REQUEST: Gather every line of the records below that contains the string "desk", treating uppercase and lowercase as different.

GIVEN INFORMATION:

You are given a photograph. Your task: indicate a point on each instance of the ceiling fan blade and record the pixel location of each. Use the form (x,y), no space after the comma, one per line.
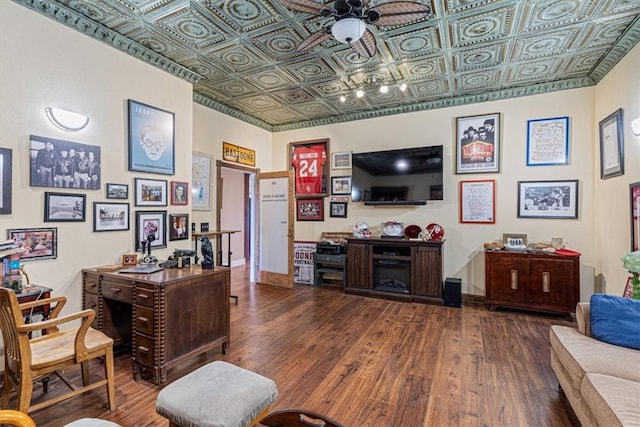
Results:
(365,46)
(307,6)
(314,39)
(401,12)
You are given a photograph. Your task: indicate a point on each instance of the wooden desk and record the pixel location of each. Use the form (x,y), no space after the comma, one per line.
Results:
(167,318)
(218,235)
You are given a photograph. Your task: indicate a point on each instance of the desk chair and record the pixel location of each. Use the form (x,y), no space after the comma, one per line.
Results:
(55,350)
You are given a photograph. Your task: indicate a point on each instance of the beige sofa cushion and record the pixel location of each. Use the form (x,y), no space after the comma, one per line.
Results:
(580,354)
(613,401)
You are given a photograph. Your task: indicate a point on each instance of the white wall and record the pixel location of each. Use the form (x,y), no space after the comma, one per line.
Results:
(44,63)
(619,89)
(464,256)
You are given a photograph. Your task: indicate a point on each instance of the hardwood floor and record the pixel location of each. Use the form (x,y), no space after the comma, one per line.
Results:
(368,362)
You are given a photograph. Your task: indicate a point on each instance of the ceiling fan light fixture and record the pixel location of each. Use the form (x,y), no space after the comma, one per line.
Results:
(348,30)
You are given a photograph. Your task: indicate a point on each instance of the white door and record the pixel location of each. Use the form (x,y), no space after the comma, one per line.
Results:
(276,229)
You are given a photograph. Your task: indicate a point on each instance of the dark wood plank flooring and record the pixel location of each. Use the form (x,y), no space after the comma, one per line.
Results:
(368,362)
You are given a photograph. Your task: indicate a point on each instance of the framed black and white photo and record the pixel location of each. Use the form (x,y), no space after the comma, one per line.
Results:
(201,181)
(150,192)
(337,209)
(341,185)
(63,164)
(151,139)
(5,180)
(612,145)
(548,141)
(341,160)
(151,223)
(35,243)
(110,216)
(178,227)
(478,144)
(64,207)
(117,191)
(548,199)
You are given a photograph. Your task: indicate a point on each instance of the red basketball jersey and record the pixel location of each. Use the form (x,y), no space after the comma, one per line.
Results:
(309,165)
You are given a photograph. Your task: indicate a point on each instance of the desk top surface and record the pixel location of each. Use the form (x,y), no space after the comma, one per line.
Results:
(168,275)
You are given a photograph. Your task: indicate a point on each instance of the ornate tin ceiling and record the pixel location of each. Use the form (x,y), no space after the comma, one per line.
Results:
(241,55)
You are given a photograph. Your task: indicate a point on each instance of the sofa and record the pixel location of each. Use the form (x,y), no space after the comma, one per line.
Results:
(600,380)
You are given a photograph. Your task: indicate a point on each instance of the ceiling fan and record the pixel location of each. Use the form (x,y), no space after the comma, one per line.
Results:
(351,17)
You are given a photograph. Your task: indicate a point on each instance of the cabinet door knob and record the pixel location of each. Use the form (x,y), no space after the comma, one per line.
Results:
(546,281)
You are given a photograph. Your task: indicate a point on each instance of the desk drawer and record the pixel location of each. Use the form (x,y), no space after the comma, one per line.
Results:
(91,285)
(144,320)
(117,291)
(144,296)
(144,350)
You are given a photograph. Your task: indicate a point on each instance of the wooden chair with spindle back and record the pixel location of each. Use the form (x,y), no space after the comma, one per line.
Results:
(28,358)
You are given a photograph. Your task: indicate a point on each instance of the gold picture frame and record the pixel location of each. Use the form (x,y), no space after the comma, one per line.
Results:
(130,259)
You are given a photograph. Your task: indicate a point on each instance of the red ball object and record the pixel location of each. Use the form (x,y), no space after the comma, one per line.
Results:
(434,231)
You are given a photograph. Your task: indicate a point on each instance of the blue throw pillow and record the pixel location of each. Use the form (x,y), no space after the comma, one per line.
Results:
(616,320)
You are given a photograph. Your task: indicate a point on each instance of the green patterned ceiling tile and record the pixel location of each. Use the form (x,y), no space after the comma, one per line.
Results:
(544,44)
(482,27)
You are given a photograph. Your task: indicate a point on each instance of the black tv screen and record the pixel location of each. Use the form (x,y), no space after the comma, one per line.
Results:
(403,176)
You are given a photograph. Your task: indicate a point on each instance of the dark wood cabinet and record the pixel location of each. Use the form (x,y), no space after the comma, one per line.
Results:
(541,282)
(400,269)
(169,320)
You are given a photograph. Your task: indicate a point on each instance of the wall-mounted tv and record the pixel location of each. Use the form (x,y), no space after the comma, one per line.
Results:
(408,176)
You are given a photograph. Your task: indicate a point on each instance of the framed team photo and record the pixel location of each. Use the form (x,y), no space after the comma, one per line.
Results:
(309,160)
(478,144)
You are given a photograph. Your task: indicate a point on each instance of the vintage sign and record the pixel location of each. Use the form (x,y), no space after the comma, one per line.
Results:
(235,154)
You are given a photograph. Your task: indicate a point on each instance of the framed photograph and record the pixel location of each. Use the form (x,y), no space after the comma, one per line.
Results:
(63,164)
(341,185)
(117,191)
(35,243)
(5,180)
(151,139)
(110,216)
(130,259)
(64,207)
(310,209)
(150,192)
(178,227)
(612,145)
(309,161)
(548,199)
(201,181)
(478,144)
(179,193)
(634,190)
(149,224)
(478,202)
(341,160)
(548,141)
(337,210)
(514,239)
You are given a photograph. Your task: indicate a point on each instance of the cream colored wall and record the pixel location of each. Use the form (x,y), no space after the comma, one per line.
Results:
(211,129)
(47,64)
(619,89)
(463,249)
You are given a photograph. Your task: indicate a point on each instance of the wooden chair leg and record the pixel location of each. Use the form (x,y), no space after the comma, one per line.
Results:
(86,377)
(111,379)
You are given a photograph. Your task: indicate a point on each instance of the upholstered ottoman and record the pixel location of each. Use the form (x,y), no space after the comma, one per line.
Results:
(218,394)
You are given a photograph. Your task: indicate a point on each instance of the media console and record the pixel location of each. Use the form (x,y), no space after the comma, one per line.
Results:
(395,268)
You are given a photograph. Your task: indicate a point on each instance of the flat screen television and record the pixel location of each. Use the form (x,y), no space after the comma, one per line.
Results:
(408,176)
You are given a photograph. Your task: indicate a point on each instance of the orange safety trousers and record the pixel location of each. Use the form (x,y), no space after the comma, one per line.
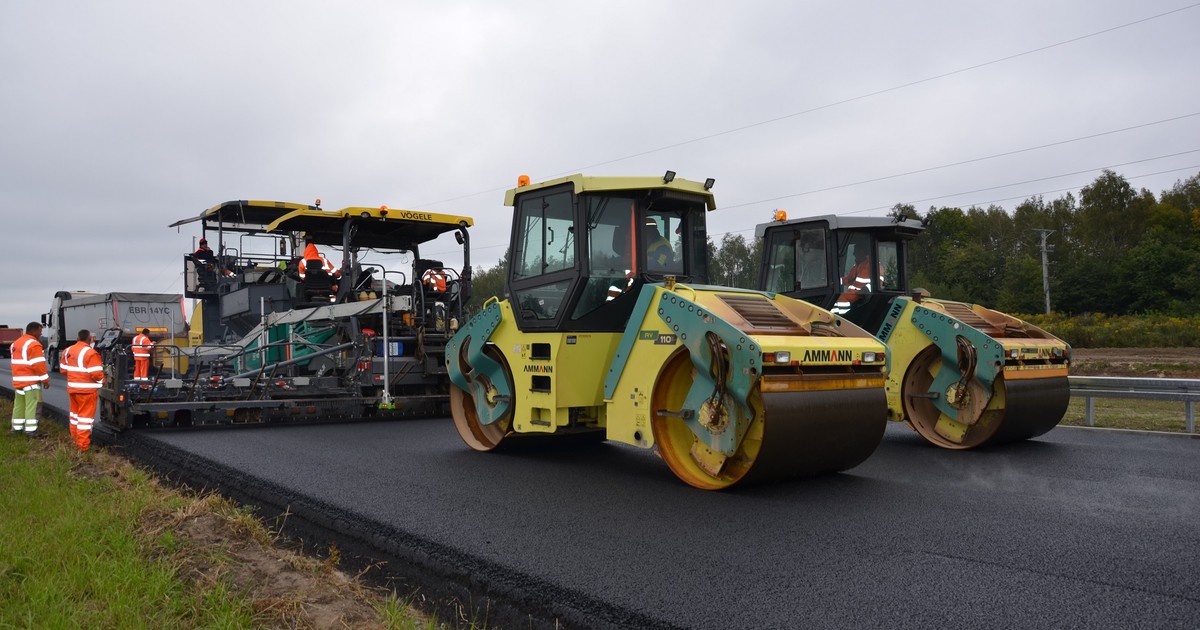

TASK RESPONSE:
You are given a photograph. Your task: indicate a point on each instance of the wooden desk and record the pixel location of each. Use the form (x,y), no space after the comma, one per line.
You are given a photograph. Your task: indicate a point on each instance of the desk chair and record the pixel location of each. Use the form (x,y), no space after the comma, one per line.
You are given a photograph. Your task: indicate a point on each instance of the desk top surface and record the pixel location of each. Use the form (x,y), no space after the comma, one per line.
You are given a photograph. Your task: indicate a point on each instance of the desk drawer and record the pixel location of each. Use the form (x,y), no space after the comma, one per line.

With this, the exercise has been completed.